PASSAGE EXTRAIT
____

Accélération du rythme et flexibilisation. Le cas de la dégradation de la délibération dans un service comptable

Patricio Nusshold et Aurélien Appéré
Article publié le 24 mai 2025
Pour citer cet article : Patricio Nusshold et Aurélien Appéré , « Accélération du rythme et flexibilisation. Le cas de la dégradation de la délibération dans un service comptable  », Rhuthmos, 24 mai 2025 [en ligne]. https://www.rhuthmos.eu/spip.php?article3146

Patricio Nusshold & Aurélien Appéré, « Accélération du rythme et flexibilisation. Le cas de la dégradation de la délibération dans un service comptable », Activités, n° 21-2, 2024.

____

LIGNES DE DONNÉES
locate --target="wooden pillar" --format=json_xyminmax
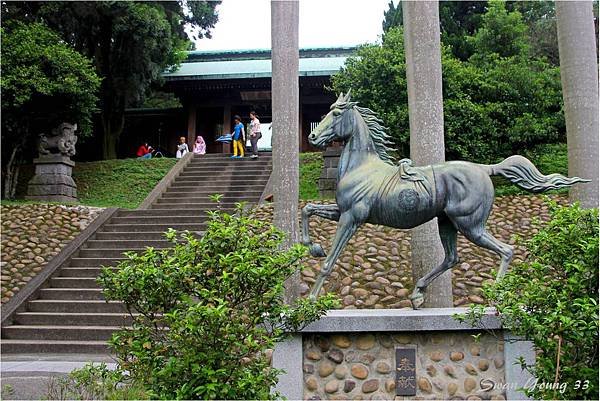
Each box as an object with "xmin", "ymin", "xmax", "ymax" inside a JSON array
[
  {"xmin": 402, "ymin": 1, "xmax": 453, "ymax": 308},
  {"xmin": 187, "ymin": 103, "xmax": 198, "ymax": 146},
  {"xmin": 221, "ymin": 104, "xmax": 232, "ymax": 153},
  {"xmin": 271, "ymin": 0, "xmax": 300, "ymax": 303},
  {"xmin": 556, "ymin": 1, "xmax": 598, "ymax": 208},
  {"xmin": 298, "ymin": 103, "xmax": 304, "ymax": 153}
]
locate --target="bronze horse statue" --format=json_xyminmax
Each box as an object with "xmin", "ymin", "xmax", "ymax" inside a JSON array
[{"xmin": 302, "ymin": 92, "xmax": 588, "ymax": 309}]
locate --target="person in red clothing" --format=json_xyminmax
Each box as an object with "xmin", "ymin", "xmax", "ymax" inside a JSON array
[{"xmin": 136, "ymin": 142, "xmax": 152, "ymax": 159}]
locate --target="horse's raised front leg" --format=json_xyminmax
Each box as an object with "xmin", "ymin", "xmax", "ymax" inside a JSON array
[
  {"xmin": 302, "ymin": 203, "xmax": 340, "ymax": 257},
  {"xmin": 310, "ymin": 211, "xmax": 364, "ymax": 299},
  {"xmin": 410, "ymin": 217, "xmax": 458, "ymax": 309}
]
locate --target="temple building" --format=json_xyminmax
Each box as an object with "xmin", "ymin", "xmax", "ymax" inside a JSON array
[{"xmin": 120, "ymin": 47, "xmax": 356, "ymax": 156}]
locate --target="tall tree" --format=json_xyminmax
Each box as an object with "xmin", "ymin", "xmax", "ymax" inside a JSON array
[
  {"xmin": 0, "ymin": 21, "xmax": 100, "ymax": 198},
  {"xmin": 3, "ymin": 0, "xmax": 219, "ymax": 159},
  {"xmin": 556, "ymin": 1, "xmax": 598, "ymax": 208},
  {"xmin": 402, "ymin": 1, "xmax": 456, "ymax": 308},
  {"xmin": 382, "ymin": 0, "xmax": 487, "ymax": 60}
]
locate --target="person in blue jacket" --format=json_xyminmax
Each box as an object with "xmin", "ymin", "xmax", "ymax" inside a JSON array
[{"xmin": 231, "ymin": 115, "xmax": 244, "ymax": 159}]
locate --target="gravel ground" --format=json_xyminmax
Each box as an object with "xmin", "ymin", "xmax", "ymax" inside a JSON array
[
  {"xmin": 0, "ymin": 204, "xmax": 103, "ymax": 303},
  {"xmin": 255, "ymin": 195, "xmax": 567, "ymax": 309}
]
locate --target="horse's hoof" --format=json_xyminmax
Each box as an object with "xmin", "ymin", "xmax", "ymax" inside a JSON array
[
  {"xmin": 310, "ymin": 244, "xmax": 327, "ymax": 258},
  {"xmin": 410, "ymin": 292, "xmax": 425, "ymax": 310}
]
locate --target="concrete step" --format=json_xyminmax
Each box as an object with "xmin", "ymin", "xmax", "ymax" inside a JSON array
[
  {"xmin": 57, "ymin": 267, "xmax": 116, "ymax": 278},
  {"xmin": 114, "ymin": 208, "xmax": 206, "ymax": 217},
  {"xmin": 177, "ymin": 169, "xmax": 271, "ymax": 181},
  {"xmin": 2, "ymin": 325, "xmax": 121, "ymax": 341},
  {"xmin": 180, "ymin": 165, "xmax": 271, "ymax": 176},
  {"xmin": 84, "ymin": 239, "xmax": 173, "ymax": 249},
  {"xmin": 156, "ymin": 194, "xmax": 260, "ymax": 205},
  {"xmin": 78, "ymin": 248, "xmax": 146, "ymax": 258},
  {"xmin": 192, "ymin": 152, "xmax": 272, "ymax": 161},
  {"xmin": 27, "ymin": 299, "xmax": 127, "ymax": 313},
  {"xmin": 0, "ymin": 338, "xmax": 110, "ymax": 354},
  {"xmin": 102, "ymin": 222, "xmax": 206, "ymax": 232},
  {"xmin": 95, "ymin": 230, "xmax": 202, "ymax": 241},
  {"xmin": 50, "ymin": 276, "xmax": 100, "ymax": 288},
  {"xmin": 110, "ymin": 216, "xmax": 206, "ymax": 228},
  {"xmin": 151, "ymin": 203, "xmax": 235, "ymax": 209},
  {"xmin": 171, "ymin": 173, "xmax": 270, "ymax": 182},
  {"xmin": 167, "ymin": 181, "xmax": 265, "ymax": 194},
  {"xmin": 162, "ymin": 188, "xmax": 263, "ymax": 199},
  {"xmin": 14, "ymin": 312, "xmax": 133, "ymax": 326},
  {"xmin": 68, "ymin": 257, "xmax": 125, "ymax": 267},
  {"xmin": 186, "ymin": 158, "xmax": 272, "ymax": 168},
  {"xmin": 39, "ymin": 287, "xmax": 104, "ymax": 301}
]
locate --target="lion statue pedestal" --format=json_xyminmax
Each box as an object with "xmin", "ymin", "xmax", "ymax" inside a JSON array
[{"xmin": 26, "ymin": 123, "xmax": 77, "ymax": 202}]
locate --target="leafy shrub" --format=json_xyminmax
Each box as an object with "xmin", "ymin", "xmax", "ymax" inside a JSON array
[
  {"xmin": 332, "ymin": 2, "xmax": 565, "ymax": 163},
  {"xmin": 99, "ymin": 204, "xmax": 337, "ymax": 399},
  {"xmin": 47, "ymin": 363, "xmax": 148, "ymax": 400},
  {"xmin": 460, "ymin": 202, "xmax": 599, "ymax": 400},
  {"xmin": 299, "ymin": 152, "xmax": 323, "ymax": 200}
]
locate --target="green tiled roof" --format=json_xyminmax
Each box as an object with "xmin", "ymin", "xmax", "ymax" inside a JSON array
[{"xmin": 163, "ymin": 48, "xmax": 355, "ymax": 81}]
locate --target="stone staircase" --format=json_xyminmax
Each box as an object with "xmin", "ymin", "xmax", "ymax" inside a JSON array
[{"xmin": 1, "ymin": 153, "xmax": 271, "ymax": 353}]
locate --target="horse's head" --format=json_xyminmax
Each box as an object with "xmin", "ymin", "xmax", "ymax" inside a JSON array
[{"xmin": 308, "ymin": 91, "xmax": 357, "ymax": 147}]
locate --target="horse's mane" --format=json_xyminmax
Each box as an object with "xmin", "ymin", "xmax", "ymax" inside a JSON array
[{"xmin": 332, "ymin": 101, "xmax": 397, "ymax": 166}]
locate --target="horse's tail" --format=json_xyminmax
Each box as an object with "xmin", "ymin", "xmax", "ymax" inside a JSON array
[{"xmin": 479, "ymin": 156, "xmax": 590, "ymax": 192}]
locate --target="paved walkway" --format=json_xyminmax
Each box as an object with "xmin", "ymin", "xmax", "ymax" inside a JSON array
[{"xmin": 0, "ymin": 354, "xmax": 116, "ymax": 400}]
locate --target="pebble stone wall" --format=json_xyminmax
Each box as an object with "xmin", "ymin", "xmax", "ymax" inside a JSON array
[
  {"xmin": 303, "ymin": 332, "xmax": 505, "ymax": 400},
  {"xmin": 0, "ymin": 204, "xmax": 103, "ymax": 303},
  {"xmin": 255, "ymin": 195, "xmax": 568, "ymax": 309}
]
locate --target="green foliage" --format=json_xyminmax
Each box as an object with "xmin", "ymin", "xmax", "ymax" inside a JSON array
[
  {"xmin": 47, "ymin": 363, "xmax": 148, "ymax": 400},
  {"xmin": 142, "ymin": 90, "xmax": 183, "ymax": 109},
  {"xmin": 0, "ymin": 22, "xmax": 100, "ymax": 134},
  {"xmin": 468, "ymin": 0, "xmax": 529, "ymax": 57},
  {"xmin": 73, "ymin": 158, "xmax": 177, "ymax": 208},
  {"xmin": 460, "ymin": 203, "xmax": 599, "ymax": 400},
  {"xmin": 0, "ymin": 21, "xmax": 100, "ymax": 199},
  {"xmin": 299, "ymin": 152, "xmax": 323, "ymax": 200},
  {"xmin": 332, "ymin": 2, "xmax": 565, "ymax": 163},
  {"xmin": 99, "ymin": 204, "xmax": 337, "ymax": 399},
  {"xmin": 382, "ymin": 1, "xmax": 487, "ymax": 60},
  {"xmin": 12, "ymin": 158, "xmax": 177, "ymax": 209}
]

____

ÉNONCÉ 1
Répondez à ces questions à l'aide du passage extrait :
(a) Qui sont les auteurs de l'article ?
(b) À quelle date l'article a-t-il été publié sur Rhuthmos ?
(c) Dans quelle revue et dans quel numéro l'article a-t-il paru en 2024 ?
ÉNONCÉ 2
Recopiez à l'identique le passage extrait entre « Patricio Nusshold & » et « Activités, n° 21-2, 2024. », ces deux bornes incluses.

RÉPONSE COMPLÈTE 1
(a) Patricio Nusshold et Aurélien Appéré.
(b) Le 24 mai 2025.
(c) Dans la revue Activités, n° 21-2.

RÉPONSE COMPLÈTE 2
Patricio Nusshold & Aurélien Appéré, « Accélération du rythme et flexibilisation. Le cas de la dégradation de la délibération dans un service comptable », Activités, n° 21-2, 2024.